● **Work order**
For this exercise, retype the lines from the one that holds "Please point out the deer's hind" through the one that holds "Please point out the orange diamond" in the records below, both included, exactly and without pictures.

● **Data**
- Opening Delimiter -

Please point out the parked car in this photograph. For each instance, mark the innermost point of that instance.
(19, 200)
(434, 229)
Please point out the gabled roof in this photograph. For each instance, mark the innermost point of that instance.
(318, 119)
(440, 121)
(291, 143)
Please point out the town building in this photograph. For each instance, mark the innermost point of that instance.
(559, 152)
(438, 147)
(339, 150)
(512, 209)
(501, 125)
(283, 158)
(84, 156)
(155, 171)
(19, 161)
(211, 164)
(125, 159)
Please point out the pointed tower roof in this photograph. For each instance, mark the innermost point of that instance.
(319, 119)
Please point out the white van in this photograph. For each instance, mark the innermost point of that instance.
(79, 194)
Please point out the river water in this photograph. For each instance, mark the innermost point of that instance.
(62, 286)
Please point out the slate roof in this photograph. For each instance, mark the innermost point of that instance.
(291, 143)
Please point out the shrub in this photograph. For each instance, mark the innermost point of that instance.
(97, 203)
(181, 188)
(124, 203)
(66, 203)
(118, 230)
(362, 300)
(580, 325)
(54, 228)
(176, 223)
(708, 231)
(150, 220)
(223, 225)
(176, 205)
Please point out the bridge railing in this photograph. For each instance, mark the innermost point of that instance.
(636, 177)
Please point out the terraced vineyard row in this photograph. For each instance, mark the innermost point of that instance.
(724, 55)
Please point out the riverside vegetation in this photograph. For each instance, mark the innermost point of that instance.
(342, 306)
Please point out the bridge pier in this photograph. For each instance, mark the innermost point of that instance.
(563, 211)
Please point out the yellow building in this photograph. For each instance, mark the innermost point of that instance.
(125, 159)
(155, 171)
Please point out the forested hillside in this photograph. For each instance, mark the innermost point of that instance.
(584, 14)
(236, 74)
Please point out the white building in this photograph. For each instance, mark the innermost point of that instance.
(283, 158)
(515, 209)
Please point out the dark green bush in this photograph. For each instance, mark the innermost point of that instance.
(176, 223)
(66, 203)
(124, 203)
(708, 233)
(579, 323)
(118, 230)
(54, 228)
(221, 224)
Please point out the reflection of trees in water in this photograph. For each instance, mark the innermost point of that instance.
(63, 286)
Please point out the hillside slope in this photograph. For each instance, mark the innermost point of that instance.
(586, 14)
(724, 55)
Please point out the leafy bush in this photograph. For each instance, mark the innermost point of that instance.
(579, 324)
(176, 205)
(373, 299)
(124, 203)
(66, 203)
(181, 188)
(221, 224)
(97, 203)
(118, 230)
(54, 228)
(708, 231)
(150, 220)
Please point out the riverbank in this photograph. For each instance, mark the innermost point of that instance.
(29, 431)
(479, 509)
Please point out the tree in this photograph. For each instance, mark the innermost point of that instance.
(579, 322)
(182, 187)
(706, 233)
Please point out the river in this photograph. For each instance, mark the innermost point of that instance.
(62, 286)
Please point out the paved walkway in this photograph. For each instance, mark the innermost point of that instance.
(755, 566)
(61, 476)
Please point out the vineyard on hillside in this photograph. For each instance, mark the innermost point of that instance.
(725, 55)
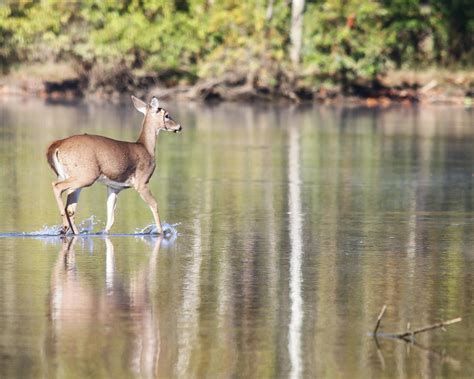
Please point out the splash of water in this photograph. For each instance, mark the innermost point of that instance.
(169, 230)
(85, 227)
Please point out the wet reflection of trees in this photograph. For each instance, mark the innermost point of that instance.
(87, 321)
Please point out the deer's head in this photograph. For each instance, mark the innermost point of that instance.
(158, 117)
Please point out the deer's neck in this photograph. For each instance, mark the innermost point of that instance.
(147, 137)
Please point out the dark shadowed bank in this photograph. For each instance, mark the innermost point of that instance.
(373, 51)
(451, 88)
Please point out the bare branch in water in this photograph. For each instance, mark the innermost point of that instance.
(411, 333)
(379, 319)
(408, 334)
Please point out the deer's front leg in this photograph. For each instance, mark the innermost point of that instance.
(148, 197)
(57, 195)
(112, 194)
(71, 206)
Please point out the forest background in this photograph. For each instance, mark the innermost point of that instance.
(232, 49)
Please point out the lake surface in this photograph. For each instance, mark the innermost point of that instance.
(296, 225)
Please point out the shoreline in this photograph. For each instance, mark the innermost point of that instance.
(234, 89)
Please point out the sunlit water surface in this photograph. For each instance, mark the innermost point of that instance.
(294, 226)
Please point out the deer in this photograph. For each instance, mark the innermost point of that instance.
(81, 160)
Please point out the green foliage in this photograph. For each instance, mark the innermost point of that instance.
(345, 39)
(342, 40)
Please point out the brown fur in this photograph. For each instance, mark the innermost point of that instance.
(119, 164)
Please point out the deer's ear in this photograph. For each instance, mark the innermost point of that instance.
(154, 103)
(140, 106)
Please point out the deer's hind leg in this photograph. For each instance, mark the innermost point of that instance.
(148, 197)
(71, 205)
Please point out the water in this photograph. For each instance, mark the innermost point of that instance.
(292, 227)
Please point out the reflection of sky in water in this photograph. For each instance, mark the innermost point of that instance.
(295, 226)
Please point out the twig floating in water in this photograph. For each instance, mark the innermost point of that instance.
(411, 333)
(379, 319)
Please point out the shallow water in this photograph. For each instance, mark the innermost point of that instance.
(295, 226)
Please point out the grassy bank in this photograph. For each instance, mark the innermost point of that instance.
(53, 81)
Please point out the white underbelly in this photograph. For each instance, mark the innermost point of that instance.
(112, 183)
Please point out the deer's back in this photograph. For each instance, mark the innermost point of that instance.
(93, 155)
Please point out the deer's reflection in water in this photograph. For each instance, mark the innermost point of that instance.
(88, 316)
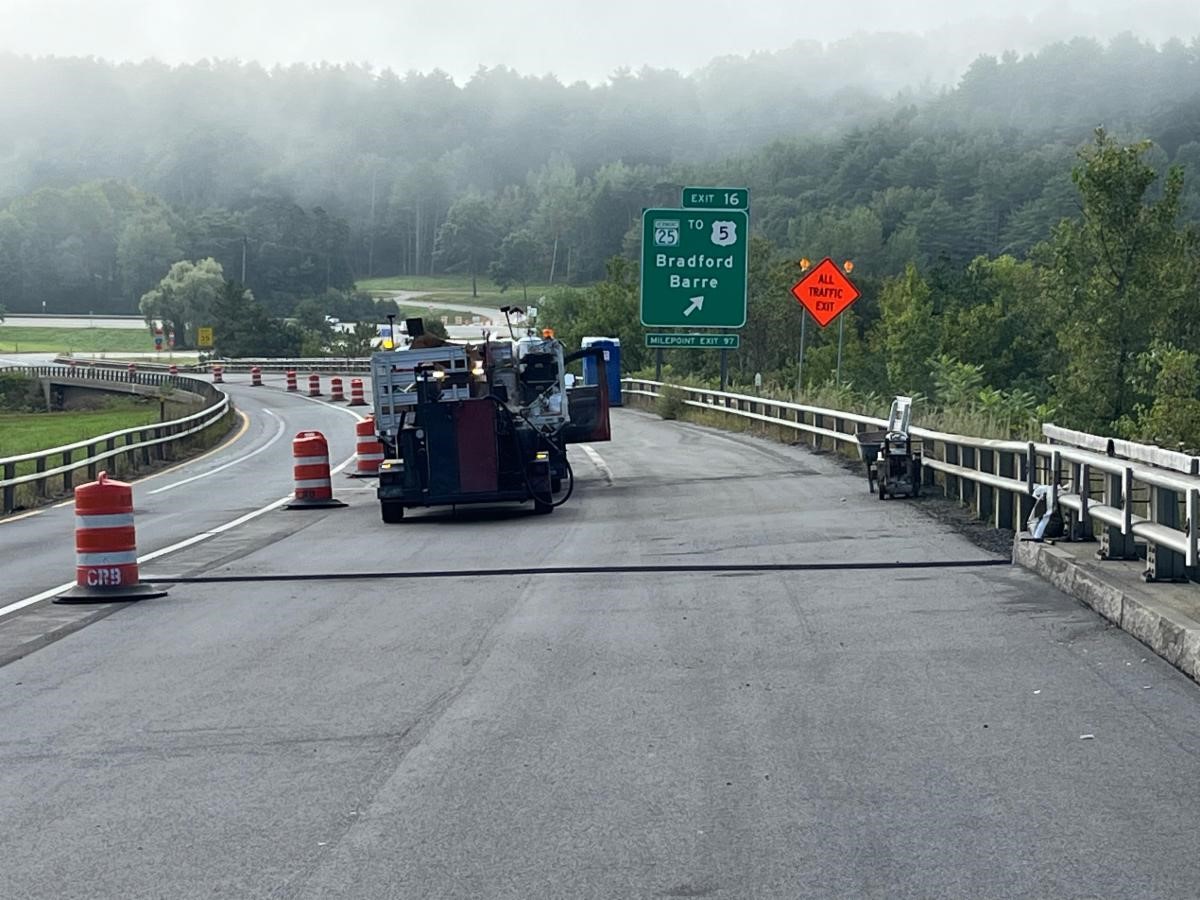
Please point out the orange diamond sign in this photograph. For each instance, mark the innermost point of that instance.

- Closing Delimiter -
- Opening Delimiter -

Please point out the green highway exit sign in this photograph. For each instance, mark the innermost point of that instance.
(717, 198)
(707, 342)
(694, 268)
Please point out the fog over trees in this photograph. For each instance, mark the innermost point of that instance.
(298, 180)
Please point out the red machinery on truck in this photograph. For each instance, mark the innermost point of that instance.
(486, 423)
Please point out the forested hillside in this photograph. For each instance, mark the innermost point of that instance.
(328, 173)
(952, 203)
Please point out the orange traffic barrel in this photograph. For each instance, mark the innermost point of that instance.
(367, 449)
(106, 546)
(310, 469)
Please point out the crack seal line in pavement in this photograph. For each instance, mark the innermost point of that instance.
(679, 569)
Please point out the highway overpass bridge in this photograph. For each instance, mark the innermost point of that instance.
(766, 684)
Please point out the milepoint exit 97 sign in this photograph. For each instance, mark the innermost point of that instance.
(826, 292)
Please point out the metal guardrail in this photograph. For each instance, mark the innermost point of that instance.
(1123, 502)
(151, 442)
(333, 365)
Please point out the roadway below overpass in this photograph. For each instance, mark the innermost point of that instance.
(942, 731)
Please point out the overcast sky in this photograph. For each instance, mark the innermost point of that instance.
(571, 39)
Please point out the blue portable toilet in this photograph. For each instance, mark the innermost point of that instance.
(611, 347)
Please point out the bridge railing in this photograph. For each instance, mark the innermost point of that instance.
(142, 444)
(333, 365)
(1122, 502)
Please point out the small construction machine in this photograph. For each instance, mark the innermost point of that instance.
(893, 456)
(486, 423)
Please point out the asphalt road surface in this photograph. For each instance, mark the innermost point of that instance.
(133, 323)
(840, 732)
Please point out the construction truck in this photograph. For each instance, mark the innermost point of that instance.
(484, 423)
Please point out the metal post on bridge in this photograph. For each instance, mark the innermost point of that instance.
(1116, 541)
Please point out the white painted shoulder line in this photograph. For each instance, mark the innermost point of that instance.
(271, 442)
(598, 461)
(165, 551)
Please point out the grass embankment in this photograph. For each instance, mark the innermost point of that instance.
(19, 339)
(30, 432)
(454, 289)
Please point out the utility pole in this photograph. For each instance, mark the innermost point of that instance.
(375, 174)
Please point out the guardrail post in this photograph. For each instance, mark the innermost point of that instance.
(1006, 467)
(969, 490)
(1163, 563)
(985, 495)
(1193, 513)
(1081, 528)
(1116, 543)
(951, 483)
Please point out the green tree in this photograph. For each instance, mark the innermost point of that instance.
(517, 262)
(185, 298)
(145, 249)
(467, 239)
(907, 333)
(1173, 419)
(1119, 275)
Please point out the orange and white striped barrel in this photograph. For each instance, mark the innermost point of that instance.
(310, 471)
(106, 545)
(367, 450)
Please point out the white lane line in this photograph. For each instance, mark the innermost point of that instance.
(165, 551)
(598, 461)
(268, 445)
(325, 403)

- Closing Delimiter -
- Opening Delimiter -

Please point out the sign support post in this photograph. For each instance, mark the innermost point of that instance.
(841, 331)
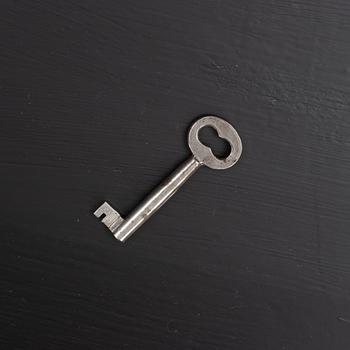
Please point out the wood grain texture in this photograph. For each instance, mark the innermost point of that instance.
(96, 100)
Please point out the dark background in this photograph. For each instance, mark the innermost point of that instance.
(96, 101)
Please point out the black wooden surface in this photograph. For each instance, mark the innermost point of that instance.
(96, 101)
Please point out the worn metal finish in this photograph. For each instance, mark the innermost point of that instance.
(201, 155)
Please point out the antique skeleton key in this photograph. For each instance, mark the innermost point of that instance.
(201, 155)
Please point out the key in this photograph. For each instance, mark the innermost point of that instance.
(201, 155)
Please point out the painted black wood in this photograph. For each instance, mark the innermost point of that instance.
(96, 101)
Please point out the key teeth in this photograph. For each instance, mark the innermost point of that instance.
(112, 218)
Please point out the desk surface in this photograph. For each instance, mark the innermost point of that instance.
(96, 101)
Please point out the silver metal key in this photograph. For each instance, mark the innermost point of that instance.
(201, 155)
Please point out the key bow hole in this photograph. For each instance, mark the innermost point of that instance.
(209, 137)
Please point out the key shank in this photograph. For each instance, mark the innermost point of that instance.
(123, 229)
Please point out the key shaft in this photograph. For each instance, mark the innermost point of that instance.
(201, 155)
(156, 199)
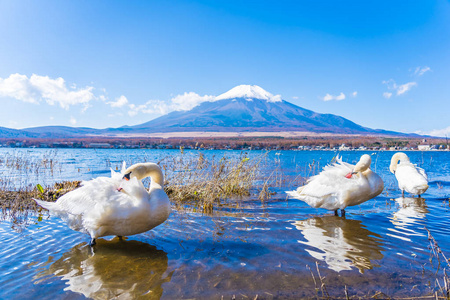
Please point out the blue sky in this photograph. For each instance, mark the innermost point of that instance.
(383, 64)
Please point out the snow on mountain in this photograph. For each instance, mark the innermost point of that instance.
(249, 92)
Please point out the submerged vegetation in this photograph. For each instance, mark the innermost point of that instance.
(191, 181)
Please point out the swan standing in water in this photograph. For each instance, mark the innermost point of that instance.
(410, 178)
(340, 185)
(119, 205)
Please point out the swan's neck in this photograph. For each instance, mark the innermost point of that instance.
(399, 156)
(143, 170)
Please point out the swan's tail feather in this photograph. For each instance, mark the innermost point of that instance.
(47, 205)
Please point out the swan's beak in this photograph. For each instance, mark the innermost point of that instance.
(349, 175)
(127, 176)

- Closing Delimiter -

● **Result of this task**
Please point out the deer's hind leg in this photograph. For each instance, mark the innermost point of that instance.
(148, 197)
(71, 205)
Please point out the water in this photograph. For each instance, mark the innermost point of that instance.
(292, 227)
Please point out the reflection of sky in water in this photograph. For each instance, mark the innermost point of that instance.
(295, 226)
Please point out the twig floating in water in this photograph. For each instance, mark the innermost point of that instance.
(411, 333)
(379, 319)
Please point out the shallow water in this photograph. For each instance, mark the innermost point of that instance.
(295, 226)
Please point out the grassy bank in this photograph. For each instance, mark the innermost point of that instance.
(53, 81)
Please point out the white underbelly in this photograph. For each instance, mark the innermost point of that instance.
(112, 183)
Please point out the deer's back in this photograph. For each instance, mark the innermost point of that instance.
(93, 155)
Please point out the deer's reflection in water in this photograph. For each instance, mark the innermost point of that instance.
(88, 316)
Please point out the orange diamond sign in this photograph. For each instance, mark the innermost point of that instance.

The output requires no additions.